- _SELECTION_:
⁂
SGU Stargate Universe: Air (Part 3)   Rewatch 
April 21, 2016 10:27 PM - Season 1, Episode 3 - Subscribe

With the air supply failing on Destiny, a team disembarks to a desert-like planet in search of lime or a similar mineral to scrub the ship’s air of carbon dioxide. Meanwhile, with life on the ship looking bleak, Colonel Young reports in to General O’Neill and Chloe has one last chance to see her mother, courtesy of the communication stones.

--
♫ Keep your head above water,
but don't forget to breathe. ♫

--

The Episode
* Transcript
* Watch on Hulu. Also on YouTube (video's volume is low but watchable)

Trivia and Miscellany (from here and here)
* Air, Parts 1 and 2 aired on October 2nd, 2009. This third and final part of the season premiere aired one week later on October 9th.

* Interview with SGU co-creator Robert C. Cooper on Den of Geek, published the day this episode originally aired.

* The concluding music in this episode is "Breathe" by Alexi Murdoch. The scene (contains episode spoilers) is on YouTube. A bonus: here's Murdoch performing it live. Another song by Murdoch, "All of My Days" will be used in a later episode.

* Brad Wright: "We desperately did not want to have our characters running through trees. In every other Stargate series we've been surrounded by the forests of Vancouver, and this time Charlie Cohen at MGM said, 'Well, let's go somewhere new, then!' We told him that it would be expensive, and Charlie said, 'This is a big, important new show for us, so let's make it work.' So we shot in the White Sands Desert of New Mexico and it looks like a feature film. Robert Carlyle actually got T-shirts for everyone and went down there with '117' printed on the front because that's how hot it was!"

* Brad Wright: What was that little ship that left the Destiny at the end of the episode? It wasn't one of the ship's own shuttles. "I will say this: It's clearly not part of the Destiny. It's visually a very different kind of ship. What we are indicating is that there are aliens out there who have been watching the Destiny. And I dare say that we are going to run into them."
⁂
- _ENTRIES SHOWN_:
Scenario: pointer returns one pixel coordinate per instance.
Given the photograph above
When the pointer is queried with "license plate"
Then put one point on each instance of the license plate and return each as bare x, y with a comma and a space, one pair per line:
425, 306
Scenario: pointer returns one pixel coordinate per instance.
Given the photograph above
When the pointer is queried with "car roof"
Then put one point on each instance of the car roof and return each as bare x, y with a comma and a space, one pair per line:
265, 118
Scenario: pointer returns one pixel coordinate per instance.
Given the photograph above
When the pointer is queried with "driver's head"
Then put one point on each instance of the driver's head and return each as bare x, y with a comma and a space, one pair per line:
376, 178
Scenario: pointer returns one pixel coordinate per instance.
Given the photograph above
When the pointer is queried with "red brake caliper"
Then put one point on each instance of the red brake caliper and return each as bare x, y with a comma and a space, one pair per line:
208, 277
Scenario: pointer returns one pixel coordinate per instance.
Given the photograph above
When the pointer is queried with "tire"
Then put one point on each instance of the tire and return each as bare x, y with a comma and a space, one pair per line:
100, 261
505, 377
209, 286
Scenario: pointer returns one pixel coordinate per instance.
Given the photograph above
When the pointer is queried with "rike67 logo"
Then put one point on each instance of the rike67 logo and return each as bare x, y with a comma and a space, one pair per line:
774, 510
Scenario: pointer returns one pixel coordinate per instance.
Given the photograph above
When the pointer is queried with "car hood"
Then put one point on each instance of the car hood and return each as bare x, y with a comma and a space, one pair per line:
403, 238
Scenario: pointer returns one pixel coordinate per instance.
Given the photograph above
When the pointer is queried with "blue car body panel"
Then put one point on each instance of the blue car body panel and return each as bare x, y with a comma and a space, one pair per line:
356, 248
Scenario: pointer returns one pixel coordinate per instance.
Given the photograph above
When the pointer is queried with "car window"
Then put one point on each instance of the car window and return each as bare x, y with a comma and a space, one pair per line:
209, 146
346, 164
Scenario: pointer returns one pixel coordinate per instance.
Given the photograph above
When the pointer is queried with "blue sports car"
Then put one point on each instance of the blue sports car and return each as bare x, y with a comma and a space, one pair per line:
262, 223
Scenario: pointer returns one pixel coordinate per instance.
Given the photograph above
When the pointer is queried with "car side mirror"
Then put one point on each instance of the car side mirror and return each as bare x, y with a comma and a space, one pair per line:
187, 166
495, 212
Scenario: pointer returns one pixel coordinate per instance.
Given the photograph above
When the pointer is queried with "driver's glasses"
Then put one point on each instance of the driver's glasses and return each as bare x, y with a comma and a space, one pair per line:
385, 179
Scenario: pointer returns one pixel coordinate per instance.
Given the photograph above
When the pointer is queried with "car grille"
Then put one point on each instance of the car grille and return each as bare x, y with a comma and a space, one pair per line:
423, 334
⁂
Can you reproduce the rewatch post word for word, starting at the words containing "With the air" and stopping after "the communication stones."? The entries have nothing to do with the Stargate Universe rewatch post.

- _OUTPUT OF THE TASK_:
With the air supply failing on Destiny, a team disembarks to a desert-like planet in search of lime or a similar mineral to scrub the ship’s air of carbon dioxide. Meanwhile, with life on the ship looking bleak, Colonel Young reports in to General O’Neill and Chloe has one last chance to see her mother, courtesy of the communication stones.